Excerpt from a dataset
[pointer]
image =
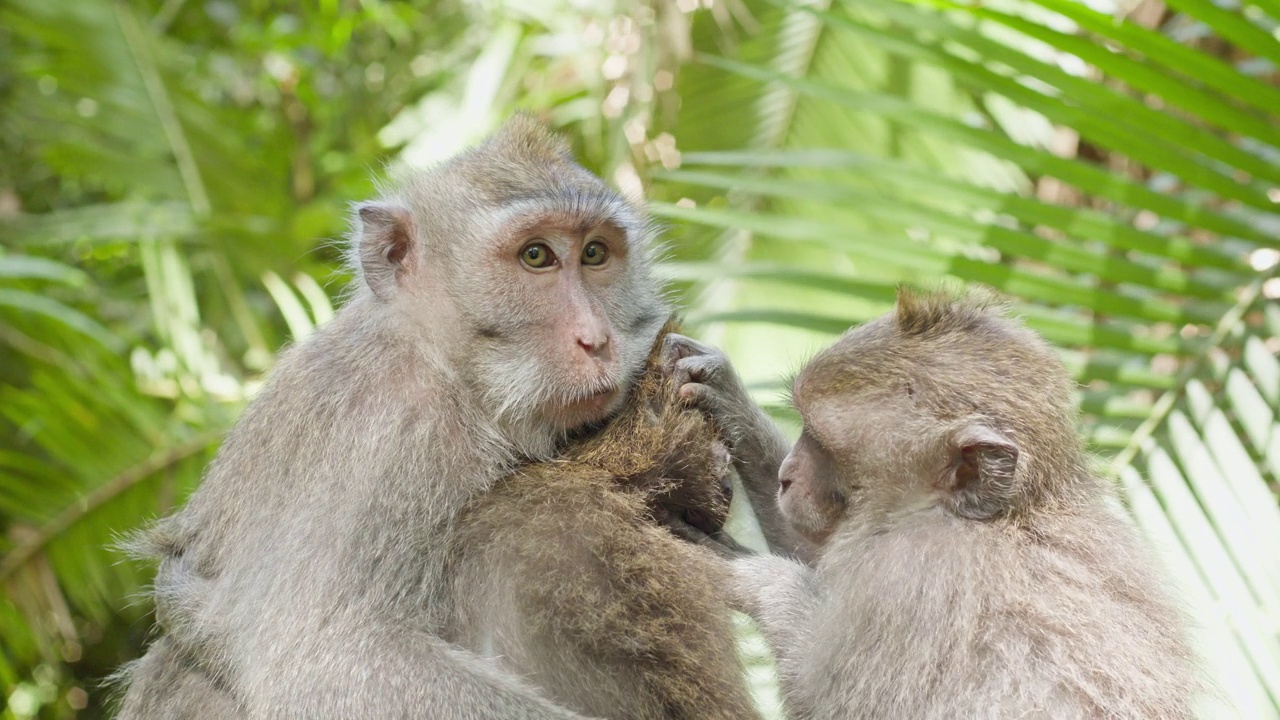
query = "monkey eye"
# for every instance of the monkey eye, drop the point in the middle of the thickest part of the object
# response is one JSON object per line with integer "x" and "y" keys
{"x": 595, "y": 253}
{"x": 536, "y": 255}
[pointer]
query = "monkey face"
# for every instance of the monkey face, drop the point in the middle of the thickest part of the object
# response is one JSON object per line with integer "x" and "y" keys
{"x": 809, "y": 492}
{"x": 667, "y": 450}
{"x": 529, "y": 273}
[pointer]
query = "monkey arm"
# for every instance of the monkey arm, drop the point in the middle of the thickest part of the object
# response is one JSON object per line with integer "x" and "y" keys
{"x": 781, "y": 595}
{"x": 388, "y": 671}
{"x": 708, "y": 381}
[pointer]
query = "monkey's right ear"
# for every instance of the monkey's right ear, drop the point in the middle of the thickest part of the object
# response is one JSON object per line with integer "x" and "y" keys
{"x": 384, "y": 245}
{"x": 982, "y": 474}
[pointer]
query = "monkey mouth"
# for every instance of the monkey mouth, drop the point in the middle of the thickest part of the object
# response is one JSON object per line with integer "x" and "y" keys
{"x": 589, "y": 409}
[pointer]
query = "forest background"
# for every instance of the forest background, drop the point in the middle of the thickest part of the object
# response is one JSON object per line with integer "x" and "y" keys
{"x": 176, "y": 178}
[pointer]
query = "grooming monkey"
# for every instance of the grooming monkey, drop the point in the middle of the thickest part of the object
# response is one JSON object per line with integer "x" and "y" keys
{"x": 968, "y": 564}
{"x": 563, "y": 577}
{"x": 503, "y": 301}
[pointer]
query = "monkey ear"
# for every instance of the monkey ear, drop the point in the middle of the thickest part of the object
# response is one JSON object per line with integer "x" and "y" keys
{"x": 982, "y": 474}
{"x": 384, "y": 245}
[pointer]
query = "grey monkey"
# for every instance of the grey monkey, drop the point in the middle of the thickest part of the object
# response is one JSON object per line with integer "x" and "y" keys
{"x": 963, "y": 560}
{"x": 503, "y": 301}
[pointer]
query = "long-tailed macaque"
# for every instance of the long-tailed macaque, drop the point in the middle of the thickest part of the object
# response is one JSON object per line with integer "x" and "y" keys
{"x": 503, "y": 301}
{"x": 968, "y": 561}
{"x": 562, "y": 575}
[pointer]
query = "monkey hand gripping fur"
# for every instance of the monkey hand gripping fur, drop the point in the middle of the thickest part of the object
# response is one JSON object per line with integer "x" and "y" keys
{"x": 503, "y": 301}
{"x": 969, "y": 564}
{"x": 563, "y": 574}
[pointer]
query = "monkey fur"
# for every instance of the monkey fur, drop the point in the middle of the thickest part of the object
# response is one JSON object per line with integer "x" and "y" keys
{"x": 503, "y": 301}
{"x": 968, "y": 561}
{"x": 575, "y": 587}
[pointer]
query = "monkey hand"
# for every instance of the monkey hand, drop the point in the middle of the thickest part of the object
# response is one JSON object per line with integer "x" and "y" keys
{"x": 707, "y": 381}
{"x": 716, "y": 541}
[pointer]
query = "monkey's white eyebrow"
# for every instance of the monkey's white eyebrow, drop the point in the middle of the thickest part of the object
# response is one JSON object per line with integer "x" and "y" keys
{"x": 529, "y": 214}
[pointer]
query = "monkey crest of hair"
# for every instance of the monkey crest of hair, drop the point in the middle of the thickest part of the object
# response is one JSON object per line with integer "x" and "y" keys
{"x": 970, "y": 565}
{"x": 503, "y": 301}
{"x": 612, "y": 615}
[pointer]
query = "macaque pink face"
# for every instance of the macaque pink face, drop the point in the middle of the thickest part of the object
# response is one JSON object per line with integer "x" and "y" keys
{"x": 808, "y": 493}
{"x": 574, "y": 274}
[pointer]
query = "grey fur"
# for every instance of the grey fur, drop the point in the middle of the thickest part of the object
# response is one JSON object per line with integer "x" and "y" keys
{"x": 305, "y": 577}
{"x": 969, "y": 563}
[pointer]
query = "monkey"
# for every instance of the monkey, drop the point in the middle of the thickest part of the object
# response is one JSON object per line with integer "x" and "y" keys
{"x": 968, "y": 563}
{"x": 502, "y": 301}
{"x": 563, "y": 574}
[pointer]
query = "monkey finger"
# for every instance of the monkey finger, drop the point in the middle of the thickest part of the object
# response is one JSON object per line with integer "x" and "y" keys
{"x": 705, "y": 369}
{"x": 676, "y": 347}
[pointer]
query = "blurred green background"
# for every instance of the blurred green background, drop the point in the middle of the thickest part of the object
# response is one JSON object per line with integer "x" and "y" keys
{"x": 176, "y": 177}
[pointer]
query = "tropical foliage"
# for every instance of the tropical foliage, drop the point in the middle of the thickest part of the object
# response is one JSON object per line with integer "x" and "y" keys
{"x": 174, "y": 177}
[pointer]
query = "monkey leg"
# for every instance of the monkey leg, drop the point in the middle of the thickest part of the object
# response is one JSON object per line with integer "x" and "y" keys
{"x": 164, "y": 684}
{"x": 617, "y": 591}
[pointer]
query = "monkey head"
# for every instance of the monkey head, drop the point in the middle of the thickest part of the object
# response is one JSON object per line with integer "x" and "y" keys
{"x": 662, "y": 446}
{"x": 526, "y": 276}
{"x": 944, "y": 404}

Task requirements: Leave out the pictures and reproduce the rest of the listing exactly.

Exercise result:
[pointer]
image =
query = "monkey eye"
# for every instance of the monkey eye, drop the point in the middle of the thickest part of the object
# response is one JSON object per line with integer "x" and "y" keys
{"x": 595, "y": 253}
{"x": 536, "y": 255}
[pointer]
query = "monkey face"
# for every instance of the monkey face, drop the point in the middle of the thickest part of the object
# response is one JSON object per line with integer "x" and "y" keys
{"x": 809, "y": 492}
{"x": 667, "y": 450}
{"x": 529, "y": 273}
[pointer]
query = "monkey arm"
# for every instance of the monkey arm, drop the point in the middle of the thickest part of the object
# response is one JSON object per line with integer "x" and "y" keys
{"x": 781, "y": 595}
{"x": 388, "y": 671}
{"x": 708, "y": 381}
[pointer]
query = "monkey's right ear"
# for every instance of the monkey's right ear, drop the point in the middle of the thickest part of the object
# response is one JSON object per line with integer "x" and "y" keys
{"x": 384, "y": 245}
{"x": 982, "y": 474}
[pointer]
query = "monkey mouth"
# for every instance of the monkey mouth, drop the point in the middle of the thickest part of the object
# response is one JSON object per line with integer "x" and "y" keys
{"x": 589, "y": 409}
[pointer]
query = "forest background"
# for every instance of the forest background, drop the point in the middle of the thickest part of the object
# response is one JSON object per line with integer "x" and "y" keys
{"x": 176, "y": 178}
[pointer]
query = "grooming monkey"
# for every instance of the grooming monkey, drop the point in the middle of the thickest part of the object
# response is one JSON object per line with integer "x" and "y" keys
{"x": 968, "y": 564}
{"x": 563, "y": 577}
{"x": 503, "y": 301}
[pointer]
query = "monkey ear"
# for every instance of the monkey ear, drop the point in the middle of the thickest part of the object
# response is one JSON object per line with integer "x" and "y" keys
{"x": 982, "y": 474}
{"x": 384, "y": 245}
[pointer]
query = "grey monkey"
# for every instance of the grey monkey, drop the point in the middle of the thickest part of the object
# response is one JSON object per line with integer "x" and "y" keys
{"x": 963, "y": 560}
{"x": 503, "y": 301}
[pointer]
query = "long-tailed macaque"
# for every instance of the long-tailed macaque, drop the point in the middle of the thickest part of the object
# response is one JSON object per line with integer "x" and "y" keys
{"x": 503, "y": 301}
{"x": 968, "y": 561}
{"x": 562, "y": 575}
[pointer]
query = "monkey hand gripping fur"
# for every instance of the monkey hand gripping fur, drop the point in the middle of the thickest part of the object
# response is one JSON object per line with integer "x" and "y" keys
{"x": 503, "y": 301}
{"x": 969, "y": 564}
{"x": 563, "y": 574}
[pointer]
query = "monkey fur"
# for every instance of the monkey fur, drop the point in the middle of the thickest part of the object
# response is one JSON object per line with integer "x" and "y" keys
{"x": 503, "y": 301}
{"x": 968, "y": 561}
{"x": 575, "y": 587}
[pointer]
query = "monkey hand"
# for every instance of the monkey hand, drop the point in the middle of the thickest part of the object
# response is one JSON object per line with integer "x" and "y" keys
{"x": 707, "y": 381}
{"x": 716, "y": 541}
[pointer]
query = "monkey's white eyebrow"
# for every instance of the monkey's white eyebrow, drop the point in the middle of the thickest part of the object
# response is one JSON object per line with integer "x" and "y" keys
{"x": 529, "y": 214}
[pointer]
query = "monkey crest of hair"
# for every instance of the monkey crest of hair, drop the point in the middle of the thickest part of the object
# response is one JSON object per line with integer "x" and "y" keys
{"x": 970, "y": 565}
{"x": 503, "y": 301}
{"x": 612, "y": 615}
[pointer]
query = "macaque pink face"
# for every instance of the macaque pink face, drop the point in the middle of the thickest part of the object
# response is one JSON object per line with integer "x" and "y" keys
{"x": 808, "y": 493}
{"x": 574, "y": 274}
[pointer]
query = "grey fur"
# for every instance of the grey fur, drop the point in the middle of the thickest part of the object
# response is one JSON object per line with integer "x" and "y" keys
{"x": 305, "y": 577}
{"x": 969, "y": 563}
[pointer]
query = "monkey"
# for every instance of the monkey, drop the point in the middle of the thickest part of the object
# response is one JSON object per line with integer "x" and "y" keys
{"x": 968, "y": 563}
{"x": 502, "y": 301}
{"x": 563, "y": 574}
[pointer]
query = "monkey finger"
# for every instance of the monkey finger, drop the point in the middle of the thickest part of the object
# response is one JSON object per line with integer "x" and "y" keys
{"x": 705, "y": 369}
{"x": 676, "y": 347}
[pointer]
query = "blurred green background"
# for every instance of the blurred green background, drop the point in the middle of the thickest part of the object
# response is one JSON object per line with integer "x" and "y" keys
{"x": 176, "y": 177}
[pointer]
query = "tropical foliage"
# for every instance of the tropical foliage, drop the point in the middle of the thickest part of the object
# response is one JSON object per line with integer "x" and "y" keys
{"x": 174, "y": 177}
[pointer]
query = "monkey leg"
# for every instance of the monkey leg, drop the point in the middle of the thickest part of the object
# response is one JSON object per line with integer "x" and "y" keys
{"x": 164, "y": 684}
{"x": 617, "y": 591}
[pointer]
query = "monkey head"
# for every instance of the monkey head, drop the point in the middle of the thickest part of the object
# response is one JSON object per line with integer "x" and "y" keys
{"x": 662, "y": 446}
{"x": 526, "y": 276}
{"x": 944, "y": 404}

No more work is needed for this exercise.